__Short problem__. Please count the lines below that contain the string "woman", treating uppercase and lowercase as different, and give only the number.

==============================

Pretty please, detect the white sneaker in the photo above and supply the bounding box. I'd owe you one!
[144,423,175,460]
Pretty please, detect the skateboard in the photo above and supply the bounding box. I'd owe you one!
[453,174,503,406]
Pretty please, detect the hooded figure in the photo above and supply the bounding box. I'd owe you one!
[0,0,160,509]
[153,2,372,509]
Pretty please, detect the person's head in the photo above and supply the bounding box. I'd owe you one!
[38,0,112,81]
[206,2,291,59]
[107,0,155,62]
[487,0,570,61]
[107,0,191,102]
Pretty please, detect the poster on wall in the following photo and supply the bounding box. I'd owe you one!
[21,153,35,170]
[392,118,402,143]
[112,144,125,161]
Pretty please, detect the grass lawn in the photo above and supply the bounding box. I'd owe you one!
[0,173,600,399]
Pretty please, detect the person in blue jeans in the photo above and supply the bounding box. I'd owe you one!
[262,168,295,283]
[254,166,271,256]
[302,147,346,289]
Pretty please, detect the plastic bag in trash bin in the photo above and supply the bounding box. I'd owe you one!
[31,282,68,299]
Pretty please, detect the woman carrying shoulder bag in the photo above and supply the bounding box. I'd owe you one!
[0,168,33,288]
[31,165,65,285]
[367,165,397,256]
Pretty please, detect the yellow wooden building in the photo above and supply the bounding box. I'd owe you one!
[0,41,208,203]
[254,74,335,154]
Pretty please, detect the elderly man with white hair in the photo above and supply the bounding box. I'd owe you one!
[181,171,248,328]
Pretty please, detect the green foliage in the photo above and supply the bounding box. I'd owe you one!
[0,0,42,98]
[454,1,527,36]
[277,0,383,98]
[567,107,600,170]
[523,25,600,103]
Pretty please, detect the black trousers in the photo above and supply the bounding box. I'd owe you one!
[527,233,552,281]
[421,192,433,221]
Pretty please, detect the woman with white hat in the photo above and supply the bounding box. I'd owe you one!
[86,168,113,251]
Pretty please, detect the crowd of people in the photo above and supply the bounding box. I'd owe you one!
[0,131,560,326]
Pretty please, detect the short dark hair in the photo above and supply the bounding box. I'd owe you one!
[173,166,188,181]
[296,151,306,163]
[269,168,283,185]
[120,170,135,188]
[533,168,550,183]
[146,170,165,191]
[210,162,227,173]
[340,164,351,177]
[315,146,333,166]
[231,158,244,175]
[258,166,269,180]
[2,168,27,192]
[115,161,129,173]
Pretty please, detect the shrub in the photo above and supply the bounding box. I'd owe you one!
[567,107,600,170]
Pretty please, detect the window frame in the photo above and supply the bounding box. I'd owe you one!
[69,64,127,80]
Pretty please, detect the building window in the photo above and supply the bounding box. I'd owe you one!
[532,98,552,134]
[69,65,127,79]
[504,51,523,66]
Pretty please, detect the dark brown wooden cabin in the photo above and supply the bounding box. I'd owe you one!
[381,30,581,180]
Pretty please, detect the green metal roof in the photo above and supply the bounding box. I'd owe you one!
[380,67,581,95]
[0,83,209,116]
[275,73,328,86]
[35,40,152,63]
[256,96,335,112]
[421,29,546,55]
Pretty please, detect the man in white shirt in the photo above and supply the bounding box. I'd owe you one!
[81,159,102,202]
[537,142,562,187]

==============================

__Response__. 2